▶ Your instructions
Copy the data word for word, from the line containing "of the golden" through the end of the data.

Excerpts from a point labeling dataset
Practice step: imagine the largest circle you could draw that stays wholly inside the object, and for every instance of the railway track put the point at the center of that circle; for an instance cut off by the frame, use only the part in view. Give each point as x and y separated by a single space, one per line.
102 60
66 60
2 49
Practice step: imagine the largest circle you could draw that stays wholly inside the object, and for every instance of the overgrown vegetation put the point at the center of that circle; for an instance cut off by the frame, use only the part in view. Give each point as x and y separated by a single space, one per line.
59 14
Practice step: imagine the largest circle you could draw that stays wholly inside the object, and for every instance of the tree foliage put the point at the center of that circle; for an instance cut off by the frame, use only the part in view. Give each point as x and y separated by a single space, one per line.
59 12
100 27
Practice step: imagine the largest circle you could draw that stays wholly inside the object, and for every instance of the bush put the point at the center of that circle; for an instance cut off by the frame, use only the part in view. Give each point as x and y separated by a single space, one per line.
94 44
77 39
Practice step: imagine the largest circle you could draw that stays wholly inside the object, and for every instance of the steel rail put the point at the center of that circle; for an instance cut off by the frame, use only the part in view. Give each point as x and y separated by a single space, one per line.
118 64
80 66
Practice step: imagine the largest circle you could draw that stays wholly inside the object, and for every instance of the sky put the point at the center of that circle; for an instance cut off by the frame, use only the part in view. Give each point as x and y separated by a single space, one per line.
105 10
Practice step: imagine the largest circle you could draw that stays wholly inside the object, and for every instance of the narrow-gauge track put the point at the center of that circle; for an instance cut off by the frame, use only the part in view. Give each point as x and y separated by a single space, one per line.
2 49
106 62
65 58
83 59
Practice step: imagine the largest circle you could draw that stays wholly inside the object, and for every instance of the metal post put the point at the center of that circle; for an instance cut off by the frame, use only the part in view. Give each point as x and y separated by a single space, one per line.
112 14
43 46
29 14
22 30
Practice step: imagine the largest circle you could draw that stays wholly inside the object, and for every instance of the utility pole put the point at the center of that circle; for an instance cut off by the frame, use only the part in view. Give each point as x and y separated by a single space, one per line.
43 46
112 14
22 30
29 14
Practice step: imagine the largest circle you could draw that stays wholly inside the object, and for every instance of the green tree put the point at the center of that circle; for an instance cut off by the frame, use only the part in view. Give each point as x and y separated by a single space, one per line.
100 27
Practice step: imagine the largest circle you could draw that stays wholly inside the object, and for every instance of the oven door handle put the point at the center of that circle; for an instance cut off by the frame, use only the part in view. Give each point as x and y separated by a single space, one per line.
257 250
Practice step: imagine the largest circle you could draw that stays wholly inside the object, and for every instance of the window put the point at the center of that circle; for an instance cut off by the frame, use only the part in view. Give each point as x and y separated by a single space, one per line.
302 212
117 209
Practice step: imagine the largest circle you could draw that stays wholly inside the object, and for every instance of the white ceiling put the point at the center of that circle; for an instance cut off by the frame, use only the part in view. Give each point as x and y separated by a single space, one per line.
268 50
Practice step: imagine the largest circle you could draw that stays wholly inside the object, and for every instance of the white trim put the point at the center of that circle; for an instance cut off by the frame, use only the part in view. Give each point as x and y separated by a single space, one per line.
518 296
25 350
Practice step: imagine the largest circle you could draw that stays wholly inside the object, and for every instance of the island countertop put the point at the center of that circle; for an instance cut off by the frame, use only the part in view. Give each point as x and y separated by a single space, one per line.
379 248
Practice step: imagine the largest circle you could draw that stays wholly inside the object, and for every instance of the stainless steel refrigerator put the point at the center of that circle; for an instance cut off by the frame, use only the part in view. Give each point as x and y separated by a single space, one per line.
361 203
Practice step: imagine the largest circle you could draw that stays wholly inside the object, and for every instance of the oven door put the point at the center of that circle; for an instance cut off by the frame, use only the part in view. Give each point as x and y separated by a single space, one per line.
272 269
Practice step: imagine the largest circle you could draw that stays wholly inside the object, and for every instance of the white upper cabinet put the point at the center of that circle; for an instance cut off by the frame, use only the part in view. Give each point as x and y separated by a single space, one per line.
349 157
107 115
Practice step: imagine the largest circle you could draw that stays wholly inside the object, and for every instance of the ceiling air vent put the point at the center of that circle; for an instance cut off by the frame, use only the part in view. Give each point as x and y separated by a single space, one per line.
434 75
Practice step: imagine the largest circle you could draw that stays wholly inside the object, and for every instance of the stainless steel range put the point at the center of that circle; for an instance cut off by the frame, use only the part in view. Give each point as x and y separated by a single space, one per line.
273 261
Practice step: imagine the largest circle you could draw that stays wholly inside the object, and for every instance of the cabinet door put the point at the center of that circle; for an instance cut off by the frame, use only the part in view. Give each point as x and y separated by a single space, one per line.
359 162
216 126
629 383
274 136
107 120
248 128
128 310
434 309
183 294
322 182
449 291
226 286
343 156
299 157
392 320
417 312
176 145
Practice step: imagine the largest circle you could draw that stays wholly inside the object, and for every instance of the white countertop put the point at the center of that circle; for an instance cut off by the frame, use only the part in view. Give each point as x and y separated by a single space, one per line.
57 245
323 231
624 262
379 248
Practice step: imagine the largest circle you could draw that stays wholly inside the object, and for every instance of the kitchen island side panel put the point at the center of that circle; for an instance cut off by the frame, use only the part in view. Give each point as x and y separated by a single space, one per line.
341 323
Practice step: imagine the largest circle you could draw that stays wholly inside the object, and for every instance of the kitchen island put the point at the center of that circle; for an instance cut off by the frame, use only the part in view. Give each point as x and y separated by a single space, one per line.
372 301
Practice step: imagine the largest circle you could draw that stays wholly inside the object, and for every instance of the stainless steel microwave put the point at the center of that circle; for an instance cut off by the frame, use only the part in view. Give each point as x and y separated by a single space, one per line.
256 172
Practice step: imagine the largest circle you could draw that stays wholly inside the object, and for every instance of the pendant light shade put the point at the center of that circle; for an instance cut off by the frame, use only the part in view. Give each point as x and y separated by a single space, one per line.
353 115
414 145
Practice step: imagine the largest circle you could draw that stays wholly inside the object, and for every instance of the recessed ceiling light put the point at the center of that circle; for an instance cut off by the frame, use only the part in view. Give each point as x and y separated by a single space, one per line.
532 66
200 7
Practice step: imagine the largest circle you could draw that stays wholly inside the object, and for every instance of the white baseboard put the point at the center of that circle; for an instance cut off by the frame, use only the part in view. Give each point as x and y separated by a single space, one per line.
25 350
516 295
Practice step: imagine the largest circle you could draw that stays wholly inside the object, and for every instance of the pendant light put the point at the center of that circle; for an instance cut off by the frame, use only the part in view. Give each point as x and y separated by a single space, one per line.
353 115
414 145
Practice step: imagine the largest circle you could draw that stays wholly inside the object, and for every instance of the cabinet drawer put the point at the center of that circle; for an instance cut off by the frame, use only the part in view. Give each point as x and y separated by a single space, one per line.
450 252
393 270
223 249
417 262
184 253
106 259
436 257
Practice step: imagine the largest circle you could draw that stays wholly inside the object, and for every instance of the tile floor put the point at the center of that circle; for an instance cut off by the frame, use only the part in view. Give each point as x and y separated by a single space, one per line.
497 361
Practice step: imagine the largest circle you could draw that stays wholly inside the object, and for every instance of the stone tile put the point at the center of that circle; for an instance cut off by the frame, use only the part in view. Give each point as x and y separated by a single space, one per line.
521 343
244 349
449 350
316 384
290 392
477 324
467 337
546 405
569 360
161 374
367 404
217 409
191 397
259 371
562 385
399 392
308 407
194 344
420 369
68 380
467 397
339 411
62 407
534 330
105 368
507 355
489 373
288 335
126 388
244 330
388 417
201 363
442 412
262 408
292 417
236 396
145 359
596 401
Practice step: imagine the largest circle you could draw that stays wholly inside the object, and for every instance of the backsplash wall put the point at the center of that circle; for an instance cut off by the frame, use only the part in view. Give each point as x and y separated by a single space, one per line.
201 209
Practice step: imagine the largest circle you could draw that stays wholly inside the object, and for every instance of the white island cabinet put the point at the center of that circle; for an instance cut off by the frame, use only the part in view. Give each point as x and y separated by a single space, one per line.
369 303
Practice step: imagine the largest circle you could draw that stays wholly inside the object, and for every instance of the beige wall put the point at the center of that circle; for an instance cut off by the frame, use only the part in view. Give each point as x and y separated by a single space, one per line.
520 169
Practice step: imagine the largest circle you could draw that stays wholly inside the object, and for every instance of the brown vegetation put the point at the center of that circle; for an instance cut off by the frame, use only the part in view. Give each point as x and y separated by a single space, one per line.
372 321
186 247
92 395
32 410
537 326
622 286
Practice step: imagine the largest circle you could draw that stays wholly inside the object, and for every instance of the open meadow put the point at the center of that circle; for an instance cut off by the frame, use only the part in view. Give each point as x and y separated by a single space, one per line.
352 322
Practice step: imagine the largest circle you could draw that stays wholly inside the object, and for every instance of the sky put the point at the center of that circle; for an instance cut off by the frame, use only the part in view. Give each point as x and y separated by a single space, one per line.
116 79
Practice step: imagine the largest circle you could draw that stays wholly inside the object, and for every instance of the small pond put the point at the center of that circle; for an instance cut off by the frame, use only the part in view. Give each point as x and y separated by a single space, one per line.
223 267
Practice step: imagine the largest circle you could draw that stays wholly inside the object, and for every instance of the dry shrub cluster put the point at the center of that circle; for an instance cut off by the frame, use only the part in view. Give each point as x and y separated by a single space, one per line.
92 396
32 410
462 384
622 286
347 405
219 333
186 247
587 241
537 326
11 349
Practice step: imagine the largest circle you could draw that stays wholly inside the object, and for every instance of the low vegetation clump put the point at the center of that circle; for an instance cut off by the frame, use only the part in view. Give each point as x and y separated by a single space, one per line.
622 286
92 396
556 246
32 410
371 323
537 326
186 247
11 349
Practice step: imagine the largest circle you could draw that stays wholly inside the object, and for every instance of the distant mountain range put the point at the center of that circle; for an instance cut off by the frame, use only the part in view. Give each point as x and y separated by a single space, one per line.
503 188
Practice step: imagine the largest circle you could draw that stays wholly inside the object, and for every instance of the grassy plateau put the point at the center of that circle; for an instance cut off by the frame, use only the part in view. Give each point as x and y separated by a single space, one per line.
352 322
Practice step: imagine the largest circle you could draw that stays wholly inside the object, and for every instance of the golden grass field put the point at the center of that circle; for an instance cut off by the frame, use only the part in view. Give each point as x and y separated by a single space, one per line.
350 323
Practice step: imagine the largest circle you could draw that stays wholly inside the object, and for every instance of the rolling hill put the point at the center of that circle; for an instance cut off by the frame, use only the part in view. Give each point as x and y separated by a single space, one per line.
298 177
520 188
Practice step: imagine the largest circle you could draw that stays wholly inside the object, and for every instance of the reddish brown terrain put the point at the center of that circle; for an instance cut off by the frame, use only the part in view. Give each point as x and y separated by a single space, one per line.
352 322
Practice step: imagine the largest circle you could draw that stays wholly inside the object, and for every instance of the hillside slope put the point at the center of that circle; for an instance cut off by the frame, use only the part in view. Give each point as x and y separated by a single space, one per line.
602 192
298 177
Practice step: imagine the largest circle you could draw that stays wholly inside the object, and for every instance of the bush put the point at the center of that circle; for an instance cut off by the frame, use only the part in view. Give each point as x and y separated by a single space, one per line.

▶ Result
Practice step: imagine the largest circle you could draw that stays wholly inside the object, and for every instance of the golden grass field put the point at the center of that circle; for an instance cut off by the frame, use only the part in view. Give each point as x and y separated by a single space, one per line.
350 323
Practice step: imagine the largest circle you could draw that stays wholly inside the object, and for every instance of the rolling hill put the point at the center of that circle; for an instance cut off by the frame, use only the part in view. Give each point as x and y separated by a single space, one per line.
298 177
520 188
Practice step: imagine the largest circle you could draw that stays wholly inside the object, and for every instance of the reddish brown terrain put the point at the center of that circle; for an instance cut off by the frame, use only the part in view. Give each point as x and y separated by a single space, one per line.
352 322
Practice step: imagine the largest circle you could draw that stays wholly inside the object, and for every instance of the hillside slope put the point at the center of that circle; for an instance cut off by the frame, use only the part in view. Give each point as x and y separated by a single space, one per line.
602 192
298 177
Practice step: imagine the largest circle you could draw that stays wholly inside the object, and for every instance of the bush put the point at the center of that circle; for an instance cut off by the frame, use only the part in view. Give each point as x and y separated by a single space, one per line.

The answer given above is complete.